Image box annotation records
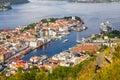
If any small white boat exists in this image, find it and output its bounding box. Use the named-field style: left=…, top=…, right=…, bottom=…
left=63, top=39, right=68, bottom=43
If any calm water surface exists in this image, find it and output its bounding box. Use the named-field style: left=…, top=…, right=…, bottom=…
left=0, top=0, right=120, bottom=60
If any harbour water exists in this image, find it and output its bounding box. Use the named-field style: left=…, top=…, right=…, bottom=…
left=0, top=0, right=120, bottom=60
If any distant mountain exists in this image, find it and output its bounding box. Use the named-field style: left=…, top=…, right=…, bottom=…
left=67, top=0, right=120, bottom=3
left=0, top=0, right=29, bottom=4
left=38, top=0, right=120, bottom=3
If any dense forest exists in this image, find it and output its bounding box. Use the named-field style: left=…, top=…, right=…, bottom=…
left=0, top=0, right=28, bottom=4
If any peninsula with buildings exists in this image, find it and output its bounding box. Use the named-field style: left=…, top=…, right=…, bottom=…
left=0, top=16, right=120, bottom=80
left=0, top=0, right=29, bottom=10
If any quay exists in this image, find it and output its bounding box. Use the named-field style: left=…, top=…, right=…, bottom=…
left=0, top=17, right=86, bottom=72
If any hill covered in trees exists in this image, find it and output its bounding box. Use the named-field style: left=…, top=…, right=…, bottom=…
left=0, top=0, right=29, bottom=4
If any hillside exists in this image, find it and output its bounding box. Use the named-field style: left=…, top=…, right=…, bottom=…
left=0, top=0, right=28, bottom=4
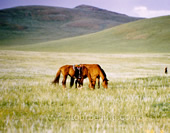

Exercise goal:
Please give the stretch from the line containing "If any hillside" through the end of the entries as a numbered list, with blank lines and the pictures left out.

Expected output:
1. If any hillside exists in this image, find it and output its bounding box. Use the named-field style: left=…, top=…, right=…, bottom=…
2. left=0, top=0, right=28, bottom=4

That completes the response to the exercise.